Could you restate the data below word for word, without its pictures?

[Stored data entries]
────────────────────────────────────────
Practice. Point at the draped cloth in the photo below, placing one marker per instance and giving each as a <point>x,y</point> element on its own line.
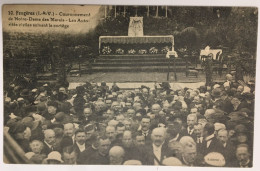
<point>136,26</point>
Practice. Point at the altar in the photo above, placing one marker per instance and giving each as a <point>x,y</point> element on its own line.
<point>135,42</point>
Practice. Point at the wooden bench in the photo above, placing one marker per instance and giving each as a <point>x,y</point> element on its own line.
<point>192,72</point>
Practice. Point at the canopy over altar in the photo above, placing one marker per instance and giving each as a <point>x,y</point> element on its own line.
<point>168,39</point>
<point>136,41</point>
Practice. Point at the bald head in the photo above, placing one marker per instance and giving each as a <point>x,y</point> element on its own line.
<point>111,133</point>
<point>191,120</point>
<point>69,129</point>
<point>158,136</point>
<point>156,108</point>
<point>172,161</point>
<point>49,136</point>
<point>116,155</point>
<point>127,140</point>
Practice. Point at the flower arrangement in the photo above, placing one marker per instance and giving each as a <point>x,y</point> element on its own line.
────────────────────────────────────────
**RESPONSE AREA**
Practice. Point at the draped cloth in the photo below, placing one marker per instance and giving each as a <point>x,y</point> element on its own line.
<point>136,26</point>
Practice. Point at the altar in the photo above, placing one marker per instance and giving each as a <point>x,y</point> element on its own line.
<point>135,42</point>
Practice. Point at the wooden bench in the photo above, placing one marker per instance and giving each as a <point>x,y</point> element on its own line.
<point>192,72</point>
Practice. Point at the canopy over altar in the photo above, placing one marker per instance and giving each as a <point>x,y</point> element on its own line.
<point>168,39</point>
<point>136,41</point>
Practice. Point at the bald head in the photo above, placing one marker per instance and giving each as a <point>x,y</point> element on its own line.
<point>111,133</point>
<point>191,120</point>
<point>69,129</point>
<point>158,136</point>
<point>156,108</point>
<point>172,161</point>
<point>49,136</point>
<point>116,155</point>
<point>127,140</point>
Practice. Point at the flower arrangement in the photo above, placing one marker per instance and giving each as a <point>x,y</point> element on its own line.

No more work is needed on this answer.